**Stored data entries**
● ● ● ● ● ● ●
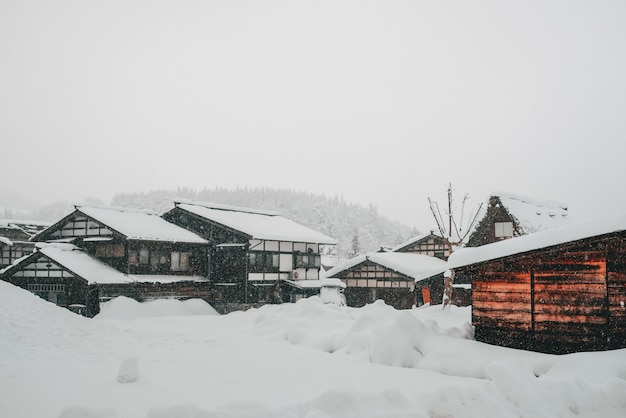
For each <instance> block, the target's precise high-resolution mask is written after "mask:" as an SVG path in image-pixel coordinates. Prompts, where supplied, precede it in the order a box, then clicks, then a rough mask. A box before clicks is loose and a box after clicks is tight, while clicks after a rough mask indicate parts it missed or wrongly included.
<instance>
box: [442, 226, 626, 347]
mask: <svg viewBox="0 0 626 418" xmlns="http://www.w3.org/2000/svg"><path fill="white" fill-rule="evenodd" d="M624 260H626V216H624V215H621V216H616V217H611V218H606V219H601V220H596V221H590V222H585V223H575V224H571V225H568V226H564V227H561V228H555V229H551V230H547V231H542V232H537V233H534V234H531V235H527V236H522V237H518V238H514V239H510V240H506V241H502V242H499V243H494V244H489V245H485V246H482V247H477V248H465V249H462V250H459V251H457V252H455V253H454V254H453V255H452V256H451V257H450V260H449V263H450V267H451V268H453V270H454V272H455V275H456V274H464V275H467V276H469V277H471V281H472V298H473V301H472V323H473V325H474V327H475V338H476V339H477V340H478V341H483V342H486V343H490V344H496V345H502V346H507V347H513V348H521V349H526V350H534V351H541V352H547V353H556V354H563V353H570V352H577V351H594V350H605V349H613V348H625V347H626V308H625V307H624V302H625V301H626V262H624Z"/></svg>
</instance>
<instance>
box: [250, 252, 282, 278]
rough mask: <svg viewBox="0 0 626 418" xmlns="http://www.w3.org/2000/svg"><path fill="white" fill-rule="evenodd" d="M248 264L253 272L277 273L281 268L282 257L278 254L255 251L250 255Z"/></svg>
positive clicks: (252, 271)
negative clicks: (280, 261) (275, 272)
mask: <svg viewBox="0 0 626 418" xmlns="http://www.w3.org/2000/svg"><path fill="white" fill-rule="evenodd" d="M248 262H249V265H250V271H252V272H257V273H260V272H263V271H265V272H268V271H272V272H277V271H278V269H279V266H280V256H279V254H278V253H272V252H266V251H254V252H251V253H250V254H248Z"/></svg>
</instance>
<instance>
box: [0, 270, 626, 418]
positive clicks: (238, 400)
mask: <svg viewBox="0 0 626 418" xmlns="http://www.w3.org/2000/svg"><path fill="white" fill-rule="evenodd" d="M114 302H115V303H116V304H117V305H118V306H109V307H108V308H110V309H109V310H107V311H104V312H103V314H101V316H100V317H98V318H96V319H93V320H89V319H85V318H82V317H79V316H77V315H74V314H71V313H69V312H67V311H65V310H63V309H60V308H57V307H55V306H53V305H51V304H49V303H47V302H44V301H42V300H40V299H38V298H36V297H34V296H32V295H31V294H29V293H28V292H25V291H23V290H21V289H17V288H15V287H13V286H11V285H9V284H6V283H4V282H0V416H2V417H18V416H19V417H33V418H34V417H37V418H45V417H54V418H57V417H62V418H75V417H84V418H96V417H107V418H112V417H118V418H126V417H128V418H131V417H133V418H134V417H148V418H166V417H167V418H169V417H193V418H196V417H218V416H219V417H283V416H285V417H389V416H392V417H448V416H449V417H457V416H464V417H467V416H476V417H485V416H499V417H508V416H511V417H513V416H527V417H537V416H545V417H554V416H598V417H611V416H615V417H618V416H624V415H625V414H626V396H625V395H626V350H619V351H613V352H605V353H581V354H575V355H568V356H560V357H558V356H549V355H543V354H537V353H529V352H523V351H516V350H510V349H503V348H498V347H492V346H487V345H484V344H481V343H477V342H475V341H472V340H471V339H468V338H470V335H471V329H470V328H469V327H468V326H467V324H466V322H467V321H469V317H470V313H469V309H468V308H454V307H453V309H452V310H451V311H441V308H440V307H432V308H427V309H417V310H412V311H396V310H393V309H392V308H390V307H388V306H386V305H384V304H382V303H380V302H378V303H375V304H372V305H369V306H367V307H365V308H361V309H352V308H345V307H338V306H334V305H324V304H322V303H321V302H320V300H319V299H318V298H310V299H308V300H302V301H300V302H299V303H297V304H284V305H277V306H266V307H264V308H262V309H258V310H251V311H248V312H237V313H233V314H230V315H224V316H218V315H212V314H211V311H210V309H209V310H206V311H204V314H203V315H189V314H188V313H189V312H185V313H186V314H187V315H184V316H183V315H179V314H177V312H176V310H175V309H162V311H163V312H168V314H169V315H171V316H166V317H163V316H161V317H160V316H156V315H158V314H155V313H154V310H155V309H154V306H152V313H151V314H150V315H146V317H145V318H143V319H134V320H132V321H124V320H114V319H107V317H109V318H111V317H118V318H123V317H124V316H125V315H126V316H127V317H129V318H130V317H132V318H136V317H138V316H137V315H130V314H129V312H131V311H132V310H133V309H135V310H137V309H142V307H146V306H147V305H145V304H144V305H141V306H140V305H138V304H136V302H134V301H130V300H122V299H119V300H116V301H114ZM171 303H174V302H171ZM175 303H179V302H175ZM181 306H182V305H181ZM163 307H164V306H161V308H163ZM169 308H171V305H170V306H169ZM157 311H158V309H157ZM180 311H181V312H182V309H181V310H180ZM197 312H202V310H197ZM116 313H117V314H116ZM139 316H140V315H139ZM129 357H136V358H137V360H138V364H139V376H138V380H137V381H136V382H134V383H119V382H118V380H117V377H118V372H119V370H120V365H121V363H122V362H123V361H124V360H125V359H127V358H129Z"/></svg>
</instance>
● ● ● ● ● ● ●
**WHAT IS BEING ASKED**
Look above for the line containing "box: [250, 252, 282, 278]". Output from there through the line containing "box: [0, 270, 626, 418]", exactly and inclusively.

**OUTPUT FOR THIS TASK**
box: [250, 252, 282, 278]
rough mask: <svg viewBox="0 0 626 418" xmlns="http://www.w3.org/2000/svg"><path fill="white" fill-rule="evenodd" d="M248 264L253 272L277 273L281 268L282 257L278 254L255 251L250 255Z"/></svg>
positive clicks: (252, 271)
negative clicks: (280, 261) (275, 272)
mask: <svg viewBox="0 0 626 418" xmlns="http://www.w3.org/2000/svg"><path fill="white" fill-rule="evenodd" d="M248 262H249V265H250V271H252V272H257V273H260V272H263V271H265V272H268V271H272V272H277V271H278V269H279V266H280V256H279V254H278V253H272V252H266V251H254V252H251V253H250V254H248Z"/></svg>
</instance>
<instance>
box: [0, 270, 626, 418]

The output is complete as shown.